[Study material]:

__________

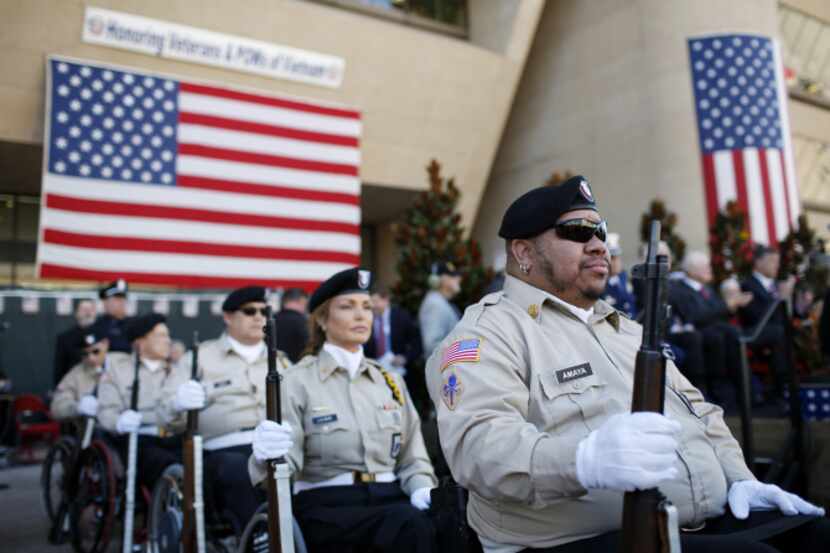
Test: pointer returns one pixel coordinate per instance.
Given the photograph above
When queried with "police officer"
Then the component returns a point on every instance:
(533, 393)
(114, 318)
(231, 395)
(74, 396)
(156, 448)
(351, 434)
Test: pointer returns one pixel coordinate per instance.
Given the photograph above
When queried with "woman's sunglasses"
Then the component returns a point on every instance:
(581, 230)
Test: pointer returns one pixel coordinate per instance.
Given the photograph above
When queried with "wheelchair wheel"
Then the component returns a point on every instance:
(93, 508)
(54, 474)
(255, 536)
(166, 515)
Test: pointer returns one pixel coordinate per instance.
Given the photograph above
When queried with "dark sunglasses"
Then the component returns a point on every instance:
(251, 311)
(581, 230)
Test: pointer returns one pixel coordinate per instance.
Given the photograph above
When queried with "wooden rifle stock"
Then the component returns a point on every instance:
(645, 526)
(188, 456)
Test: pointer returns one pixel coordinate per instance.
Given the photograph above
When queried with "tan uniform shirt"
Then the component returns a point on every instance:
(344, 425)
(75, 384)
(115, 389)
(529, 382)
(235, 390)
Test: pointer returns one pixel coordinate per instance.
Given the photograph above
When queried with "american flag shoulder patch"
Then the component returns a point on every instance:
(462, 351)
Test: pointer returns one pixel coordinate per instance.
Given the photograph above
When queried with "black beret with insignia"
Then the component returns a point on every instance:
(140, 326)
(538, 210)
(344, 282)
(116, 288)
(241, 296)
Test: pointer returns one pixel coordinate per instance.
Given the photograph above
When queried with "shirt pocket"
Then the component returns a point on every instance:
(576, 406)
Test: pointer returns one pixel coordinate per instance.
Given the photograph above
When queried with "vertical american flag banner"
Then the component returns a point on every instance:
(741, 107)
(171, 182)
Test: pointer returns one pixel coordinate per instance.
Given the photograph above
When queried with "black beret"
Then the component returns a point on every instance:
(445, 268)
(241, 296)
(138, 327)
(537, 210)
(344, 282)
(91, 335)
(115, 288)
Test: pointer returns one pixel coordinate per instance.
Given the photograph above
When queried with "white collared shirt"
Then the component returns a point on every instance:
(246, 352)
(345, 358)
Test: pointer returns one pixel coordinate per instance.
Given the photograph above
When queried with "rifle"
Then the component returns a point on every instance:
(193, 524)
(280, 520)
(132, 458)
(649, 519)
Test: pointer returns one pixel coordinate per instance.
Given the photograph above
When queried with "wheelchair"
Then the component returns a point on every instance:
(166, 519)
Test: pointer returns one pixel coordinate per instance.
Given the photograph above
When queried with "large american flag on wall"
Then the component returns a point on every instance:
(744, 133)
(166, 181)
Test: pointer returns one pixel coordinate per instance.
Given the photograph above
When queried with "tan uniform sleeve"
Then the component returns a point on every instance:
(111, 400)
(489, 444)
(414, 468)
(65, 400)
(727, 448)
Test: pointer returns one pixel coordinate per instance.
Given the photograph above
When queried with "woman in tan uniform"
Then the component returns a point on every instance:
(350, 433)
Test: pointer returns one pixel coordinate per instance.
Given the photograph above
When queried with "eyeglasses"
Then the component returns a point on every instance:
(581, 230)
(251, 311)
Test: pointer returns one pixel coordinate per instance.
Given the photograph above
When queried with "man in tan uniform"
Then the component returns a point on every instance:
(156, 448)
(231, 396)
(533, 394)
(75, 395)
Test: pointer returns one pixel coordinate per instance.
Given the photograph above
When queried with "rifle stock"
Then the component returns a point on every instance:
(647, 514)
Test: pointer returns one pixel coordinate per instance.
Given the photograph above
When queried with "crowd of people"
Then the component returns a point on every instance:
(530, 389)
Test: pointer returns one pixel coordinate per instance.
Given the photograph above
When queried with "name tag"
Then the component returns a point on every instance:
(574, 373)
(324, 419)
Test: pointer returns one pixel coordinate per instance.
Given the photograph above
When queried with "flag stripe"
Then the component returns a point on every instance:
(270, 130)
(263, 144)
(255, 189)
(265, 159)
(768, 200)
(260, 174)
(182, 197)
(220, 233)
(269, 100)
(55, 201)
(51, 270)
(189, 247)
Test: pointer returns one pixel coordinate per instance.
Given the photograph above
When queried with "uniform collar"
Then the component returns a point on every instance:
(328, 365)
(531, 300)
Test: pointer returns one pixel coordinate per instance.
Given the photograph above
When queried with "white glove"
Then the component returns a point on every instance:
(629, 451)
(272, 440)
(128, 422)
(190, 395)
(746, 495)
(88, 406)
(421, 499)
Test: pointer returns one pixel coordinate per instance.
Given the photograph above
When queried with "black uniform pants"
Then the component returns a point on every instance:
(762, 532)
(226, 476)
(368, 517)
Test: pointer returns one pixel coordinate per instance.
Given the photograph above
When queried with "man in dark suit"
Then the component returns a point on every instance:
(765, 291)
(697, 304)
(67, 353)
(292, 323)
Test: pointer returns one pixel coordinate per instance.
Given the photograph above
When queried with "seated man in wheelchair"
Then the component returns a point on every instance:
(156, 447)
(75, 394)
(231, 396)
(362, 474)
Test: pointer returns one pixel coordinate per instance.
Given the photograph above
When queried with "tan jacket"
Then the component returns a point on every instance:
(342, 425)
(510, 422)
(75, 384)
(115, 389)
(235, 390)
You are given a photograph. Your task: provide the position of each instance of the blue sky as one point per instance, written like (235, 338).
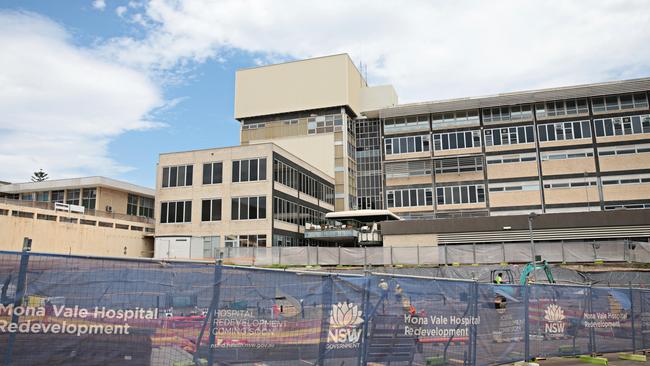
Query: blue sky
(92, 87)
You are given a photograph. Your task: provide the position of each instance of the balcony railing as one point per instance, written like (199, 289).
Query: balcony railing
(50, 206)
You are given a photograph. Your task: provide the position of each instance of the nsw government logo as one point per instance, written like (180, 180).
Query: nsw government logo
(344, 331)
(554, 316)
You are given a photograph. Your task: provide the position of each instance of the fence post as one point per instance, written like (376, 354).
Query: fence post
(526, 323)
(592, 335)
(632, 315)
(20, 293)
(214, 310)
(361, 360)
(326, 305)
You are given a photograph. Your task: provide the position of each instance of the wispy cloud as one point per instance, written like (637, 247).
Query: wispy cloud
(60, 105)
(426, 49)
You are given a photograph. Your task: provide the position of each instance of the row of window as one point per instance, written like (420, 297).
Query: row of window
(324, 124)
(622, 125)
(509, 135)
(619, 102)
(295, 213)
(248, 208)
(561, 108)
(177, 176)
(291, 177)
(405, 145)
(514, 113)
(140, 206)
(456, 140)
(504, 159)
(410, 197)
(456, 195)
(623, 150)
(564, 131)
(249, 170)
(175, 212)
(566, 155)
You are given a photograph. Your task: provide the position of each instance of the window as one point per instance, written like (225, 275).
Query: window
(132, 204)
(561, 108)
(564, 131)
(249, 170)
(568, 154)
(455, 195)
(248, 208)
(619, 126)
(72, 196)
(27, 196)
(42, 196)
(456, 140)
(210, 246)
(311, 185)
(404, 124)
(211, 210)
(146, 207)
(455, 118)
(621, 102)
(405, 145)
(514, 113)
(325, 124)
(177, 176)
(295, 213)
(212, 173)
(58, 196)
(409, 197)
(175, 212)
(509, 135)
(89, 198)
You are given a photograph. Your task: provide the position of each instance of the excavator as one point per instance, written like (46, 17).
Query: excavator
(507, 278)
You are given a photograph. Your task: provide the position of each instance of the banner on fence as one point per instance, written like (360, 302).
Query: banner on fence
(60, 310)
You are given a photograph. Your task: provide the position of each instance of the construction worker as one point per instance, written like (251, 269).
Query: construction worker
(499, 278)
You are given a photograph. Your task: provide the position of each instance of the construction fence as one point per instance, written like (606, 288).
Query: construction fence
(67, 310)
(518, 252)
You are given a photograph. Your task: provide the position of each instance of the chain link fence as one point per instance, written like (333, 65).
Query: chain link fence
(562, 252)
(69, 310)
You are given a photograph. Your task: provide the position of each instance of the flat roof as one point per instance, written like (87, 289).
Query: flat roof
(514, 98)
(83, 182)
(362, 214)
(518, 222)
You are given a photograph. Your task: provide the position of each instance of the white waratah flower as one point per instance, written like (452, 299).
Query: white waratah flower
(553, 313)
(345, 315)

__________

[Action item]: Using the listing, collect all lines in which the string "american" is found.

[Response to this exercise]:
When queried with "american flag shoulder patch"
When queried with "vertical american flag banner"
When queried with "large american flag on wall"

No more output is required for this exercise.